Le terme apparaît vers 135 aC. C’est un temps de questionnement fort sur l’identité d’Israël au milieu du monde païen (les Grecs puis les Romains). Les Pharisiens sont une faction juive, un mouvement religieux fondé sur le refus de toute compromission politique et de tout laisser-aller dans la pratique religieuse.
Ainsi, le pharisianisme est en soi un mouvement tout à fait respectable. Les Pharisiens sont très proches du peuple et essaient de rendre la Loi de Moïse accessible dans la vie concrète. Nous voyons bien leur importance dans les Evangiles. Les Pharisiens sont organisés sous forme de confréries religieuses. Beaucoup de scribes et de docteurs de la Loi (= les interprètes et savants de l’Ecriture), ainsi que des prêtres de Jérusalem, en font partie.
Jésus entretient beaucoup de liens avec les Pharisiens, il n’attaque pas le mouvement directement :
– en Jn 3 : Jésus argumente avec Nicodème, un maître des Pharisiens, un notable ;
– en Lc 7 : Jésus mange à la table de Simon, un Pharisien ;
– en Mt 23 (« quel malheur pour vous, scribes et Pharisiens hypocrites… ») : cette critique de Jésus montre qu’il les connaît très bien et qu’il reconnaît aussi leur zèle et leur valeur ;
– dans Lc/Ac : des Pharisiens prennent le parti de Jésus, le défendent contre Hérode ; certains adoptent la foi chrétienne (Paul notamment !!)
Cependant, tout l’Evangile est parcouru par une tension vive entre Jésus et les Pharisiens. Cela illustre la nouvelle manière, radicalement autre, qu’a Jésus de concevoir le rapport à la Loi de Moïse.

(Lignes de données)
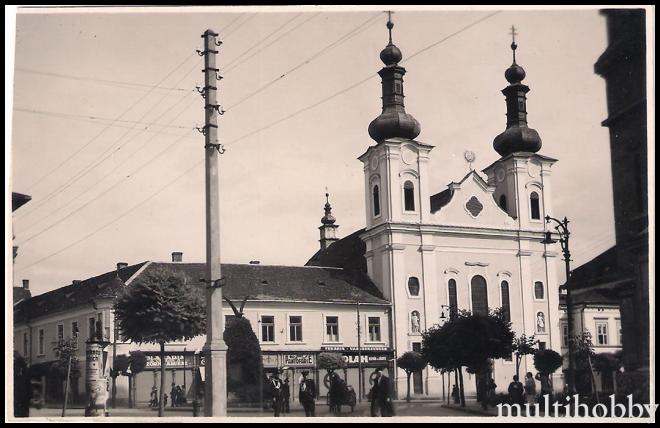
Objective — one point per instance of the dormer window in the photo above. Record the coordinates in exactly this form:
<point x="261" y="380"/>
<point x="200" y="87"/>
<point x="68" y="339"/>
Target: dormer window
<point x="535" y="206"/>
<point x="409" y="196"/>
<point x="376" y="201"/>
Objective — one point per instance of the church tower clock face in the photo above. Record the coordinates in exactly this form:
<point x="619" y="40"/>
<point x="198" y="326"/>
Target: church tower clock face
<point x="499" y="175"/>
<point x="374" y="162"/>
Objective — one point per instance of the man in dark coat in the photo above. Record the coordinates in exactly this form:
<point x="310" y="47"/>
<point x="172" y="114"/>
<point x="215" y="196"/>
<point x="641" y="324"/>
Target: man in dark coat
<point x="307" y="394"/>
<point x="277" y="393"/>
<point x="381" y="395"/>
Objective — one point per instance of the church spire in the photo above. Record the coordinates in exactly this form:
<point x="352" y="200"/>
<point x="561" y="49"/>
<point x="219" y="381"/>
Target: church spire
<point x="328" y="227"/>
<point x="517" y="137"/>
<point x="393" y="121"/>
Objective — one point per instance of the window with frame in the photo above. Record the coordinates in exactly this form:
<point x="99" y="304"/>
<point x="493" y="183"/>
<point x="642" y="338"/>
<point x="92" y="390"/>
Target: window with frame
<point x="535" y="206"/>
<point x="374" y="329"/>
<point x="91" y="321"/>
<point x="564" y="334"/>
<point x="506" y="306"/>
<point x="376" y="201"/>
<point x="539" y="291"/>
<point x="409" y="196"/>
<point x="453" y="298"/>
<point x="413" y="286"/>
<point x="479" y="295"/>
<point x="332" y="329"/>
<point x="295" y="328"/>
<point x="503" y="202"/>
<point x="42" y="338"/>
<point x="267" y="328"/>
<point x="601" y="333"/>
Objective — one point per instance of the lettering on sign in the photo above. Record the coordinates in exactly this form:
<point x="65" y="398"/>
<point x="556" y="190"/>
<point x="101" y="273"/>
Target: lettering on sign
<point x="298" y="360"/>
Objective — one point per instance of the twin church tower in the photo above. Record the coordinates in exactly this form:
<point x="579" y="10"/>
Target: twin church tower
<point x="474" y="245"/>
--
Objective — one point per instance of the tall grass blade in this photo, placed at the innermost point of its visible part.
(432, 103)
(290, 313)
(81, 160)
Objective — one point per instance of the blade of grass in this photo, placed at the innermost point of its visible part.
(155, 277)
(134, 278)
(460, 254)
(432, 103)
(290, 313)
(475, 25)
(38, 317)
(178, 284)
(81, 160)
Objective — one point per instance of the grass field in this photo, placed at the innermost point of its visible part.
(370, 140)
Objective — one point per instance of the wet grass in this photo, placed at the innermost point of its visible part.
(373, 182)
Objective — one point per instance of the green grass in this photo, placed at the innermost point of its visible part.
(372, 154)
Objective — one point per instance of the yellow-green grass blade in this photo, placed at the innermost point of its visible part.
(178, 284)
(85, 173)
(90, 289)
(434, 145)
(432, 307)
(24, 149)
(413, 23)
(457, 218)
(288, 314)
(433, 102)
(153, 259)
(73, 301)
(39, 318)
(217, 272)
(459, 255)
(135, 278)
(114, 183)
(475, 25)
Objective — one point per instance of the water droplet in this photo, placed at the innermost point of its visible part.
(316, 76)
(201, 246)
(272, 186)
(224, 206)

• CONSIGNES DE L'EXERCICE:
**1)** Transcrivez l'extrait sur les Pharisiens depuis « Jésus entretient beaucoup » jusqu'à « (Paul notamment !!) » inclus.
**2)** D'après l'extrait sur les Pharisiens, les affirmations suivantes sont-elles exactes ? Répondez par oui ou par non et citez les mots décisifs du texte.
(a) Le terme apparaît vers 135 avant notre ère.
(b) Jésus attaque directement le mouvement des Pharisiens.
(c) En Lc 7, Jésus mange à la table de Nicodème.
**3)** Selon l'extrait sur les Pharisiens, sous quelle forme ceux-ci sont-ils organisés ?
Ce matériel n'a aucun lien avec l'extrait sur les Pharisiens.

• RÉSULTATS DE L'EXERCICE:
**1)**
Jésus entretient beaucoup de liens avec les Pharisiens, il n’attaque pas le mouvement directement :
– en Jn 3 : Jésus argumente avec Nicodème, un maître des Pharisiens, un notable ;
– en Lc 7 : Jésus mange à la table de Simon, un Pharisien ;
– en Mt 23 (« quel malheur pour vous, scribes et Pharisiens hypocrites… ») : cette critique de Jésus montre qu’il les connaît très bien et qu’il reconnaît aussi leur zèle et leur valeur ;
– dans Lc/Ac : des Pharisiens prennent le parti de Jésus, le défendent contre Hérode ; certains adoptent la foi chrétienne (Paul notamment !!)

**2)**
(a) Oui : « Le terme apparaît vers 135 aC. »
(b) Non : « il n’attaque pas le mouvement directement »
(c) Non : « en Lc 7 : Jésus mange à la table de Simon, un Pharisien »

**3)** Sous forme de confréries religieuses.